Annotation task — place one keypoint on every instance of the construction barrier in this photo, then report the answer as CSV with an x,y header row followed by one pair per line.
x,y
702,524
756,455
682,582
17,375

+===+

● Task directions: Produce an exact copy of the whole listing.

● Exercise output:
Annotation task — place one keypoint on every instance of the construction barrier in this photo, then report the answer as CSV with an x,y header row followed by one pair per line.
x,y
702,524
756,455
682,582
17,375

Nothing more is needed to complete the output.